Task instructions:
Find "pixel 417 10" below and begin at its line; stop after the line with "pixel 161 301". Output those lines exactly, without pictures.

Task input below:

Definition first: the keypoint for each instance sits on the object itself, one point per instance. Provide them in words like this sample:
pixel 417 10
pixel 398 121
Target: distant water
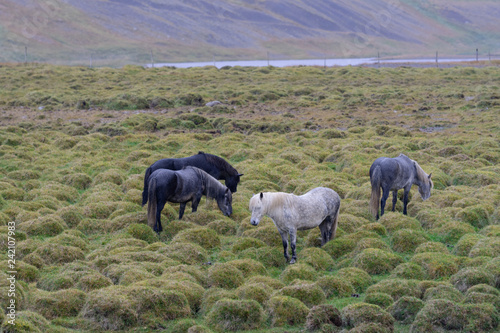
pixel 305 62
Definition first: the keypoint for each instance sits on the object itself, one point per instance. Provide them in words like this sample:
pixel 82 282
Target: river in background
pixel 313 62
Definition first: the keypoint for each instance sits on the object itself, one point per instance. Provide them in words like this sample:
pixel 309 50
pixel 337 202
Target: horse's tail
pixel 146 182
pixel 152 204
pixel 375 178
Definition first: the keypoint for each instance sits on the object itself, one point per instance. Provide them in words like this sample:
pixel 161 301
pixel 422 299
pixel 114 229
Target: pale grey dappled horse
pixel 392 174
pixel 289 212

End of Task input.
Task input below:

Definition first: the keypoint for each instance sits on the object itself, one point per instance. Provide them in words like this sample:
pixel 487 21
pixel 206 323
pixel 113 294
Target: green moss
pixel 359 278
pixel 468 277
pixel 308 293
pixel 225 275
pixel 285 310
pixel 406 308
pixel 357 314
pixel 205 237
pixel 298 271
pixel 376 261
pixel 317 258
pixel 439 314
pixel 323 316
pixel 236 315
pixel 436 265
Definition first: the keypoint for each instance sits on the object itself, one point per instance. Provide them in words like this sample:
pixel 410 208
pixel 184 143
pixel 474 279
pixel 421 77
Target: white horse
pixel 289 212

End of Task input.

Answer section:
pixel 417 10
pixel 398 121
Target: distant water
pixel 305 62
Definition first: the keypoint for each instance sits on the object itself, one point per instance. Provide them in words like this sample:
pixel 82 282
Target: river in background
pixel 313 62
Definition first: the keypoint for each instance sits on the object itself, one point per instance. Provide them in words like this sample:
pixel 309 50
pixel 337 202
Target: horse's tail
pixel 146 182
pixel 152 204
pixel 375 178
Definition first: the keypoint for each instance sits on the object itself, one point per instance. Provide them in words like this sample:
pixel 161 301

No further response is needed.